**TASK PROMPT**
Print the lines in the listing below starting at the line with "Annotation task — point out every instance of the bedside" and ending at the line with "Annotation task — point out every instance of the wood", both included. Reproduce them exactly and omit every picture.

**SOURCE MATERIAL**

>>>

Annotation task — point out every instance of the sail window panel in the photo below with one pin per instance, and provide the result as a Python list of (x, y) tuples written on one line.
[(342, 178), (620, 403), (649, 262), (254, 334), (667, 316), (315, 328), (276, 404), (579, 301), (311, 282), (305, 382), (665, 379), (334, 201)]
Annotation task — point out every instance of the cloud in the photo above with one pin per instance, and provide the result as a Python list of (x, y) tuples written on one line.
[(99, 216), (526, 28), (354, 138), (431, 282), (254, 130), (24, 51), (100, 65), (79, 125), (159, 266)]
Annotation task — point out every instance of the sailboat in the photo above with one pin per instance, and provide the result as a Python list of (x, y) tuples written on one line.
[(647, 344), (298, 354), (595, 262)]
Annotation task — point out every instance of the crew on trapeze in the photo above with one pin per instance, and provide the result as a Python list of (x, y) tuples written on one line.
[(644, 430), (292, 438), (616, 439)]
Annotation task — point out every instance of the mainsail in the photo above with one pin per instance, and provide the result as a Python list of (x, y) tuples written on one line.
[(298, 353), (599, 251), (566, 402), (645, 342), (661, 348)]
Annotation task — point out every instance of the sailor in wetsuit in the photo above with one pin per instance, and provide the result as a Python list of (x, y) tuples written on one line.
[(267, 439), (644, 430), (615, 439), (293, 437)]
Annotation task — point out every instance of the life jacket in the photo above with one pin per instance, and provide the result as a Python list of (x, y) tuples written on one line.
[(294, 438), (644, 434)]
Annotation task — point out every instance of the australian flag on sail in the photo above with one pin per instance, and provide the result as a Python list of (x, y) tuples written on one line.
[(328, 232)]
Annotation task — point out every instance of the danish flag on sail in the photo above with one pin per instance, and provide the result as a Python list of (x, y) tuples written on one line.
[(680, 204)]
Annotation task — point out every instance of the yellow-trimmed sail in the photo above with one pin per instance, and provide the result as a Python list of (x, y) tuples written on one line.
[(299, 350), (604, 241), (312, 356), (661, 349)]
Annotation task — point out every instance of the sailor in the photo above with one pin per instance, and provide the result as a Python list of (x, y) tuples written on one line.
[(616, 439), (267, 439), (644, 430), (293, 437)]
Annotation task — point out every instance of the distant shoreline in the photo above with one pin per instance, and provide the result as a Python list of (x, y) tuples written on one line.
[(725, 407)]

<<<
>>>

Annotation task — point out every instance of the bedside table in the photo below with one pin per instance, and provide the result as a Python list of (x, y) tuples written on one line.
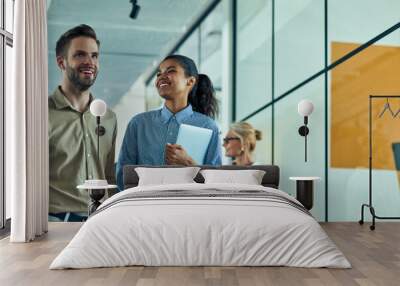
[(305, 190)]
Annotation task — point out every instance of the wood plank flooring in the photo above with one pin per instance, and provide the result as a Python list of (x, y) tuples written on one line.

<<<

**EXERCISE SOLUTION**
Annotation task — point out every instance of the bedside table in the photo below with one pin per instance, and provide the result as a Python list of (x, y) tuples written on one line.
[(305, 190)]
Annotation task — point out every instance of the wood plank flooring in the photo above with one pin per instance, and provide the result as a Python list of (x, y) tuples written on one line.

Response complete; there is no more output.